▶ [TEXTAUSZUG]
▶

Segeln fürs Meer: Citizen Science mit Rolf, Lars und Manta-Trawl
Welche Rolle kann Wassersport, insbesondere das Segeln, für den Meeresschutz spielen? Diese Frage stellen sich auch Lars und Rolf. Für die beiden ist eins klar: Segeln auf Kosten der Umwelt, oder Segeln nur um des Segelns Willen ist in Zeiten der vielfältigen ökologischen Krisen nicht mehr drin. Es braucht Aktion und es braucht eine Vision!

◀

▶ [SCHRIFTLICHE AUFGABEN]
**a)** Welche Sätze stehen im Textauszug unterhalb der Überschrift? Nenne jeden davon vollständig.
**b)** Kannst du den Textauszug von „Segeln fürs Meer: Citizen“ bis „braucht eine Vision!“ wortgetreu abschreiben?
Stütze dich dabei allein auf den Textauszug.

(Erfasste Daten)
▶

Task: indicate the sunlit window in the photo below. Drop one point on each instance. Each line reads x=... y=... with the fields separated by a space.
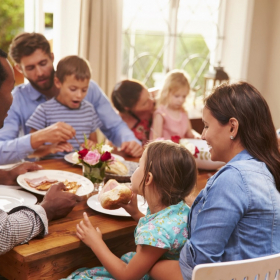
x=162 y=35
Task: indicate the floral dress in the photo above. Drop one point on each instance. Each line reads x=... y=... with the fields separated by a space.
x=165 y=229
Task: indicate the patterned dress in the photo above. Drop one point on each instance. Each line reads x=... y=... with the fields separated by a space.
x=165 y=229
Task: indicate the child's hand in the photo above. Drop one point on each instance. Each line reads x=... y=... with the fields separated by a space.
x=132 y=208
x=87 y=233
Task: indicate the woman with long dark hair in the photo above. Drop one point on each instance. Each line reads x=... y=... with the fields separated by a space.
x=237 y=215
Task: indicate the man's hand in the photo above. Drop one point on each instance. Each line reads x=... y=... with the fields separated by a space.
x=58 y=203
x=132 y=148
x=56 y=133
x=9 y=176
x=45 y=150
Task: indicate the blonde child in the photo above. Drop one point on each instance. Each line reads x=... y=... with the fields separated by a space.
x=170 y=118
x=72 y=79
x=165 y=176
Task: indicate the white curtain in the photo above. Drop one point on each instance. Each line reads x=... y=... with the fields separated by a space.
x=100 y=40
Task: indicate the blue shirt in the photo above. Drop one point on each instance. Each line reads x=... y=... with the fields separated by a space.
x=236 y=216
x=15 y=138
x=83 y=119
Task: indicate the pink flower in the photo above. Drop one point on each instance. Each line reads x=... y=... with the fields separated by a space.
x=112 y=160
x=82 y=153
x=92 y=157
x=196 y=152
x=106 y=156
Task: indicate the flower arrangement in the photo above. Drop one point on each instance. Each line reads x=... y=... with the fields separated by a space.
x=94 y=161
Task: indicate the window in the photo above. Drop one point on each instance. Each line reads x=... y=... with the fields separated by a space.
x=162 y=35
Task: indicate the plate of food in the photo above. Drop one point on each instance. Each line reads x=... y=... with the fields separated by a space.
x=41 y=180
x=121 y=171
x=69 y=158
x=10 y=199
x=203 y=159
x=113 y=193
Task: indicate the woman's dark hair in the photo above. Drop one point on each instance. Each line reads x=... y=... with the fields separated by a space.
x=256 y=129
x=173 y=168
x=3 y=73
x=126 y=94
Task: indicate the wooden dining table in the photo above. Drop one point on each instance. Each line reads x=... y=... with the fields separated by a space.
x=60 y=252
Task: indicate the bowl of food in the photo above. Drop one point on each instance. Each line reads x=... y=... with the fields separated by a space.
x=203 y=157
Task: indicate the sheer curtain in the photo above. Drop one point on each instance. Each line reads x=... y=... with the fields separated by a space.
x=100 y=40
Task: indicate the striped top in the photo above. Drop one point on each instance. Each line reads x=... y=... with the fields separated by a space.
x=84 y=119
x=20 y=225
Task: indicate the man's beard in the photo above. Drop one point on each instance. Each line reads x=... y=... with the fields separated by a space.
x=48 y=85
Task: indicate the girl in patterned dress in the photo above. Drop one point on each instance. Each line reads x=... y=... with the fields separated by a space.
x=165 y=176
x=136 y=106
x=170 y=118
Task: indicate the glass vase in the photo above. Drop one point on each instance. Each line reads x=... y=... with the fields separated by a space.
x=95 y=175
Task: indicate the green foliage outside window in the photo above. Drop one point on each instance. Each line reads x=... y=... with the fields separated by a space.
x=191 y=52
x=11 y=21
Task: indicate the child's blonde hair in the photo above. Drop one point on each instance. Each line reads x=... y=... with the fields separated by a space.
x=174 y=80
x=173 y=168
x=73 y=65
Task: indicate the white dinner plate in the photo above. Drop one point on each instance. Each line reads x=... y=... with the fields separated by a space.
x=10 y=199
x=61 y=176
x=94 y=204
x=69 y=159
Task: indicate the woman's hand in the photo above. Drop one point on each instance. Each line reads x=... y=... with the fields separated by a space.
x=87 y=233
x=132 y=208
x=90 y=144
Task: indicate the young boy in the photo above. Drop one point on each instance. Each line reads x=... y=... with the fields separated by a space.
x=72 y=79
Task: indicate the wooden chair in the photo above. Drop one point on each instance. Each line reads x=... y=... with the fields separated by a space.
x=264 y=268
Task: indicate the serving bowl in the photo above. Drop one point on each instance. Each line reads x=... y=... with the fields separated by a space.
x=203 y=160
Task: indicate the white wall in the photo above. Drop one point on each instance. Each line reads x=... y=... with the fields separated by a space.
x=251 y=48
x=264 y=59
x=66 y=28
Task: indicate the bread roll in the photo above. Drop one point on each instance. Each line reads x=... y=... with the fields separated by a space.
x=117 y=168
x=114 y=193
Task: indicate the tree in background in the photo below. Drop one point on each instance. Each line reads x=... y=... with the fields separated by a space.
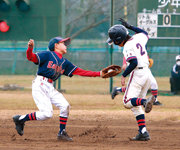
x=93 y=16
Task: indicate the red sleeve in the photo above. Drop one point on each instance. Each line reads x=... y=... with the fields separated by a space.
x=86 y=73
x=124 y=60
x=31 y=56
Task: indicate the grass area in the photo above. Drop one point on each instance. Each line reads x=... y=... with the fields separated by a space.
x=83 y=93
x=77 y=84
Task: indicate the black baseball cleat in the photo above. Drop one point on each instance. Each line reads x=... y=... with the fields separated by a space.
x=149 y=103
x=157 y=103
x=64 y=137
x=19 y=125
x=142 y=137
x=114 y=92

◀
▶

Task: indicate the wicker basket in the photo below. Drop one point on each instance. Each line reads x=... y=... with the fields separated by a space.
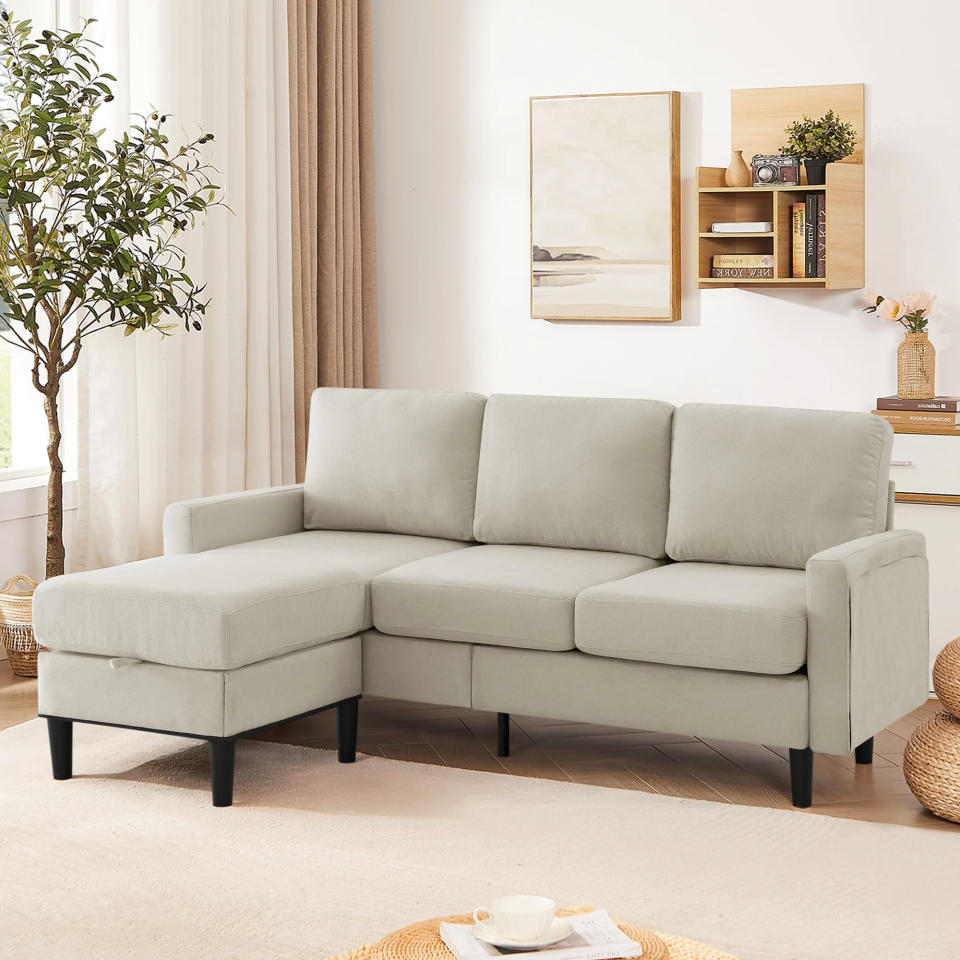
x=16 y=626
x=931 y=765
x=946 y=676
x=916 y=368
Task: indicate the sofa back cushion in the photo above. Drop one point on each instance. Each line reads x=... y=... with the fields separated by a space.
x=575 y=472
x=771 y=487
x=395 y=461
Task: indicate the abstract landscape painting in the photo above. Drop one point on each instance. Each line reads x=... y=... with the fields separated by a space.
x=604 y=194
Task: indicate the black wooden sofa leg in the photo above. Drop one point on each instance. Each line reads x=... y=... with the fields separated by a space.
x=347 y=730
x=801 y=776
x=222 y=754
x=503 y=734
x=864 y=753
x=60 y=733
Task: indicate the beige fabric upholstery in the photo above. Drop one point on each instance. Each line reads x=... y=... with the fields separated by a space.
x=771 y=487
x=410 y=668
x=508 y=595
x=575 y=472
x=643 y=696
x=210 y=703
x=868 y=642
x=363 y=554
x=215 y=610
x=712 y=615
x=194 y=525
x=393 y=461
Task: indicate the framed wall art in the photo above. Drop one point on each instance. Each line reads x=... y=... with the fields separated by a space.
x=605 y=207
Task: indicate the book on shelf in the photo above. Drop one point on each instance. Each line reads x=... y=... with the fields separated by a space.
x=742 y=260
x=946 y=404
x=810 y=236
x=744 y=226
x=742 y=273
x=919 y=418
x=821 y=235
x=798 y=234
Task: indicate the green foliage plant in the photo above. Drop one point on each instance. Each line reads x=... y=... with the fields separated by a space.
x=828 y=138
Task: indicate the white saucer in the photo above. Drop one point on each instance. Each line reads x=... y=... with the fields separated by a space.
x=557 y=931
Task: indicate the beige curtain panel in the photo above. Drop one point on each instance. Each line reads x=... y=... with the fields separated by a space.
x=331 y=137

◀

▶ [ERGEBNISSE DER ÜBUNG]
**a)**
1. Welche Rolle kann Wassersport, insbesondere das Segeln, für den Meeresschutz spielen?
2. Diese Frage stellen sich auch Lars und Rolf.
3. Für die beiden ist eins klar: Segeln auf Kosten der Umwelt, oder Segeln nur um des Segelns Willen ist in Zeiten der vielfältigen ökologischen Krisen nicht mehr drin.
4. Es braucht Aktion und es braucht eine Vision!

**b)**
Segeln fürs Meer: Citizen Science mit Rolf, Lars und Manta-Trawl
Welche Rolle kann Wassersport, insbesondere das Segeln, für den Meeresschutz spielen? Diese Frage stellen sich auch Lars und Rolf. Für die beiden ist eins klar: Segeln auf Kosten der Umwelt, oder Segeln nur um des Segelns Willen ist in Zeiten der vielfältigen ökologischen Krisen nicht mehr drin. Es braucht Aktion und es braucht eine Vision!